To be done
Lay out the records from the line containing "Locate the brown" through the line containing "[(1272, 784)]" as a two-column CSV with the columns text and points. Make one row per record holding its text and its answer, each in a single quoted field with line breaks replaced by spaces.

Material for this exercise
_ _ _ _ _ _ _
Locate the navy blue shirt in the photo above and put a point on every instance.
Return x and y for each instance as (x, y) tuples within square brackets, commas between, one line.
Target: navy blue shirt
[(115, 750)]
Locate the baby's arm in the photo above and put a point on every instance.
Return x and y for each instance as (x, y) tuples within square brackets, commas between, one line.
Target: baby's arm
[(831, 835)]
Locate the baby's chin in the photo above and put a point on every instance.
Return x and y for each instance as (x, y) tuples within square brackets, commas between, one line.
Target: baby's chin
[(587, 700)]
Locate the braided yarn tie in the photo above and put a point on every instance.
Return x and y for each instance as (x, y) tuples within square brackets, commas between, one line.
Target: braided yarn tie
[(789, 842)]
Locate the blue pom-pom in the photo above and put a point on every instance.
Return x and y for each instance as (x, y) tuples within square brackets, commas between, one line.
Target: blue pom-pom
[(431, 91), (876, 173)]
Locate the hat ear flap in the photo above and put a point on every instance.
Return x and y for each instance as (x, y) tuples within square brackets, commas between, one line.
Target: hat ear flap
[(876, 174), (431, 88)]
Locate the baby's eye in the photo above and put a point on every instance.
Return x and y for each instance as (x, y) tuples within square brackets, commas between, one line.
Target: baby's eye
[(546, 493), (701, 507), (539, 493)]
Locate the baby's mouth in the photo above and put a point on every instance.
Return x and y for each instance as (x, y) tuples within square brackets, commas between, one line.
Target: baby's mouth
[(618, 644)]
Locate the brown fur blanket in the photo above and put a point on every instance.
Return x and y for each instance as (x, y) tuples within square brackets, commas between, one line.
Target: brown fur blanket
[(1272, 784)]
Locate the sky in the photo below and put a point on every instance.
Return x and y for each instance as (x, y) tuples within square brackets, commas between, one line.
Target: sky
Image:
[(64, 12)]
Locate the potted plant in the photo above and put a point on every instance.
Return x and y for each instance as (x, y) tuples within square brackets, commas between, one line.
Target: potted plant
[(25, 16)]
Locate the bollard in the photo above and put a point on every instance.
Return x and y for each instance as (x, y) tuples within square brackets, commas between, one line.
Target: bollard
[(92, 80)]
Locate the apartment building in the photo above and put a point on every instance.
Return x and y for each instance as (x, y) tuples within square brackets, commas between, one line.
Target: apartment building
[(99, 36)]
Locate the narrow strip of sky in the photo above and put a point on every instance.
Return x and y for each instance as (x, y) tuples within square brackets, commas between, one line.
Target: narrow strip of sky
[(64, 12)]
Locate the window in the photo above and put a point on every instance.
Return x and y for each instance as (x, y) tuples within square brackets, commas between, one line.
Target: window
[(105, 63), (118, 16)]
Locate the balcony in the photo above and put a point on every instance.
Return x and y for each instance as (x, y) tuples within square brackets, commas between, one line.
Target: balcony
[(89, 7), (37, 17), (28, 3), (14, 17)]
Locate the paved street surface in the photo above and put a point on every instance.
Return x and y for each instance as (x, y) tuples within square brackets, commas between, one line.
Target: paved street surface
_ _ _ _ _ _ _
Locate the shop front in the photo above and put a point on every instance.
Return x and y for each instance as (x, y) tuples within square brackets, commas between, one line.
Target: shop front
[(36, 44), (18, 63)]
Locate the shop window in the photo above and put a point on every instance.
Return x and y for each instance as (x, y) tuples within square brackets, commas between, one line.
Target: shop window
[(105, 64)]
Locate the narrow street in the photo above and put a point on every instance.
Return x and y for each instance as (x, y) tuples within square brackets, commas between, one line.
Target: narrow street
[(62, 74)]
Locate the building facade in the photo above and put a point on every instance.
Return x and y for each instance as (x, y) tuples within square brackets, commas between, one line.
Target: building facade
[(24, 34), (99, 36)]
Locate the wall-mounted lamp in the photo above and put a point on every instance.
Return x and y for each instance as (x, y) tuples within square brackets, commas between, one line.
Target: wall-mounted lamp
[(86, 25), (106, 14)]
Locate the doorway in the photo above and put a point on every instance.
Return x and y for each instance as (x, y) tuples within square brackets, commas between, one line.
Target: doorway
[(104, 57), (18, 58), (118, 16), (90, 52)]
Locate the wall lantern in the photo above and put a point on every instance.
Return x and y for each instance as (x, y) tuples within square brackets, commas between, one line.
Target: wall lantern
_ _ _ _ _ _ _
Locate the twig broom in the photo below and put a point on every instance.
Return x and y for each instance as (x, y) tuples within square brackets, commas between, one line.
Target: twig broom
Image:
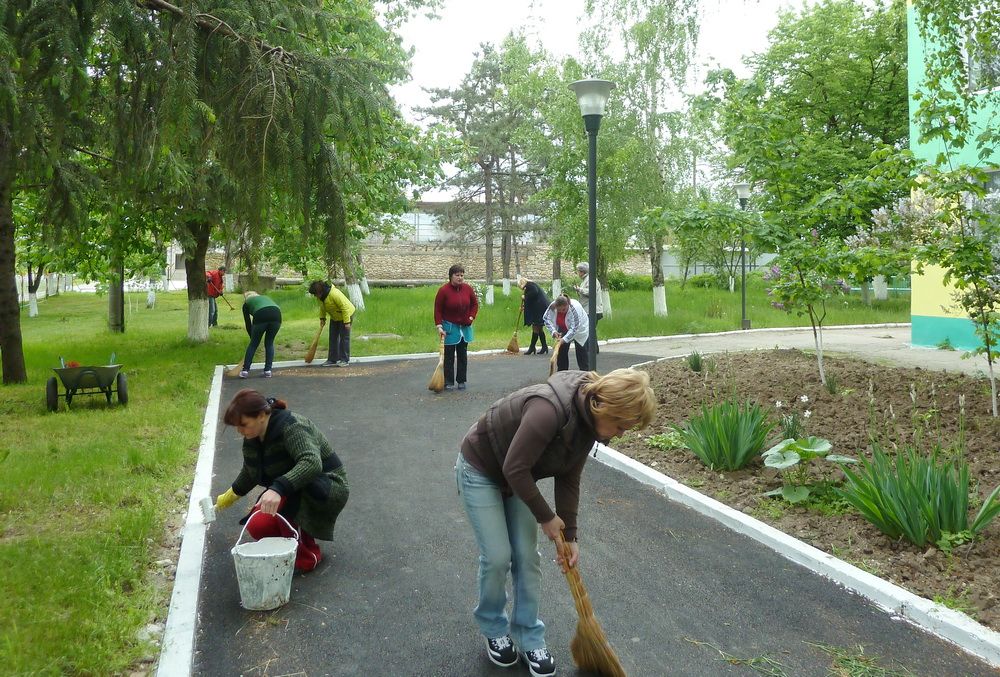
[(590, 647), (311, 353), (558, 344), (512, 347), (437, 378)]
_ _ _ _ _ _ _
Output of the exercise
text,points
"Locate the brown fur blanket in the photo above and put a point on every instance. Return x and y for each instance as (x, y) tuples within square brackets, commas between, one line. Target: brown fur blanket","[(1272, 784)]"